-- BEGIN Page extract --

Please consider the messages you are giving your female patrons and the extremely dangerous culture (of rape, sexual assault, physical and verbal violence towards women, misogyny in general, etc) you are contributing to by holding these bikini contests.  I love the Ranch, and I would love to come back if and when these bikini contests are no longer happening there.  (And I am actually much more fun when I’m out than I may appear to be in this email.  I don’t just go around feminist-ing to all the other people in the bar.)

Thanks a lot for considering what I have to say,


And, the response I received:

“Sorry to hear, but you missed a great night.  People had lots of fun and nobody was raped or sexually abused!  I like picture of your halloween costume on facebook.  You could have been in the contest with an outfit like that!
Have a great weekend”

Sigh.  No comment necessary on that one I would say.



To their email, I replied:

“Is there any way I could get your (or whoever answered my last email’s) full name and position?  I would really like to continue this conversation.

Thanks again.”

-- END Page extract --

#### What you need to do
A - Answer these questions about the bikini contest emails, each on its own line:
(i) What does the writer say they would love to do once the bikini contests are no longer happening?
(ii) According to the reply, what could the writer have entered the contest in?
(iii) What does the writer ask for in the final email?
B - Write the next part of the bikini contest emails, picking up after the writer's second email.

-- BEGIN Records shown --

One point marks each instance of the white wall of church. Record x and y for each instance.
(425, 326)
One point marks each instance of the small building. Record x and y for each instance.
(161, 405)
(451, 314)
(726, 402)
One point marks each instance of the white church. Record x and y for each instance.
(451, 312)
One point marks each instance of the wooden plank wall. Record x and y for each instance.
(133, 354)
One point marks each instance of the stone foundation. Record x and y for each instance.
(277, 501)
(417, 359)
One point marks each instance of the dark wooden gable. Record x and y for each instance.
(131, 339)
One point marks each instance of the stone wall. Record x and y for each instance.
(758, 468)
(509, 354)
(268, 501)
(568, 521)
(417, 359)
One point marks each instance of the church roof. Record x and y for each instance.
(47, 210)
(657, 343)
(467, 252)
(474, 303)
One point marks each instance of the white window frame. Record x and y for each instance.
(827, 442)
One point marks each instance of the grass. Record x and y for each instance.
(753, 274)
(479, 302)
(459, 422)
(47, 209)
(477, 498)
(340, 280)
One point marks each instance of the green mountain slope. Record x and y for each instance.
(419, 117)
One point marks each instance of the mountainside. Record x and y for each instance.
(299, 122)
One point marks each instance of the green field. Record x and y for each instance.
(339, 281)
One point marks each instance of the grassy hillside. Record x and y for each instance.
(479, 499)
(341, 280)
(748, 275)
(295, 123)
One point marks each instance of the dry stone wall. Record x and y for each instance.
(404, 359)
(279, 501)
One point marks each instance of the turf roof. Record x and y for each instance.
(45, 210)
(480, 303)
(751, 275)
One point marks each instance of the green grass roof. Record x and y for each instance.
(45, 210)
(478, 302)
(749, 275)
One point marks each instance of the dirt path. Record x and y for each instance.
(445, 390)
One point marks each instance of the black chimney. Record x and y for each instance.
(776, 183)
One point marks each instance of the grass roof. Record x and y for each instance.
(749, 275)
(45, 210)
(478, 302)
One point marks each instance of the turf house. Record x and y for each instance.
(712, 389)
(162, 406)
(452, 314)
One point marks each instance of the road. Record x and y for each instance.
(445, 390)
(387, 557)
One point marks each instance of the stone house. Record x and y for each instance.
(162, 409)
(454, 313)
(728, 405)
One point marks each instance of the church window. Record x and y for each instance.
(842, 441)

-- END Records shown --

#### Results in order
A -
(i) Come back to the Ranch.
(ii) An outfit like the Halloween costume in the picture on Facebook.
(iii) The full name and position of the person who answered the previous email.

B -
And here is their response:

“To respond to your accusations:

You are wrong to think that this contest is for men’s pleasures only as many women have asked us when the next bikini contest is going to be held, and they certainly enjoy themselves during it.  You are also wrong to assume that we have never considered the moral implications of this contest. We have, we just happen to disagree with your opinion.

As for your accusations that this contest is close to prostitution, pimping and running a brothel, are you being serious?  I fail to see the connection as people sign up because they want to enter the contest for whatever reason they have. Some of them sign up because they are proud of their bodies and want to show them off, some do it for fun, and some do it for the chance to win money. Regardless, it’s their choice.

Yes, many of our contestants are students but we happen to believe that they (and our customers as a whole) are intelligent, respectable and responsible adults who are more than capable of making the choice to do what they want to with their own bodies. It’s their choice. For you to imply that they are prostitutes and strippers is the degrading part. As is implying that we are running a brothel and that we are their “asshole pimp.”  To quote you…”I do not have anything against prostitutes or brothels. I am super excited about the laws changing in Ontario. I just think we should be honest about it, and the women should be okay with thinking of themselves as prostitutes or strippers before they agree to things like this. And that they should be okay with the fact that only one of them will make money, and the rest of their profits will go to the bar, aka their asshole pimp.”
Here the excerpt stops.